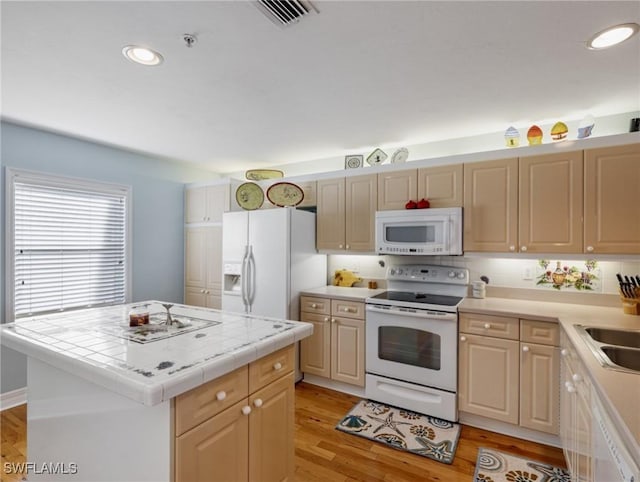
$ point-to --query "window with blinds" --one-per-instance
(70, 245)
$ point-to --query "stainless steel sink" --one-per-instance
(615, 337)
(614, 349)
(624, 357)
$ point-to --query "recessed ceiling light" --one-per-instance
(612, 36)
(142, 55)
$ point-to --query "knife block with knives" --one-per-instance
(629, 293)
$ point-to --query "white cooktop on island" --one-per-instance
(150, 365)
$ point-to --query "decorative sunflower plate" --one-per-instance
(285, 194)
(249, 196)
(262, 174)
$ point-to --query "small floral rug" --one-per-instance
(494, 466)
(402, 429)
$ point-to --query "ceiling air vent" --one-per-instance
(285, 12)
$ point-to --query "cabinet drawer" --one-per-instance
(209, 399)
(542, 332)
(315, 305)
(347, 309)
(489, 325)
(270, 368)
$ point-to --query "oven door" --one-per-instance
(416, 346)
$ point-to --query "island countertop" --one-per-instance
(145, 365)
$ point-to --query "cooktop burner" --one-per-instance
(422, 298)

::::::

- **Problem statement**:
Copy all the lines of data exactly as they appear, dropping any images.

- **Correct result**:
$ point-to --query "window with blinds" --one-per-instance
(70, 245)
$ point-to --query "stainless steel sink" --one-per-instance
(615, 337)
(614, 349)
(624, 357)
$ point-to --query "recessed ceiling light" --one-per-instance
(612, 36)
(142, 55)
$ point-to --query "knife block with knives" --one-per-instance
(629, 293)
$ point-to --query "white cooktop on island" --one-per-instance
(150, 365)
$ point-to --query "decorative sunflower plate" --one-per-instance
(285, 194)
(249, 196)
(262, 174)
$ point-to --query "small floral rug" --one-per-instance
(494, 466)
(402, 429)
$ point-to --query "ceiling air vent" --one-per-instance
(285, 12)
$ point-to --query "cabinet drawer" --one-per-instance
(209, 399)
(542, 332)
(315, 305)
(347, 309)
(489, 325)
(270, 368)
$ point-to --query "oven door" --one-per-instance
(416, 346)
$ point-to --query "island countertop" --one-per-instance
(145, 365)
$ point-to --query "cooktop burner" --one-per-instance
(422, 298)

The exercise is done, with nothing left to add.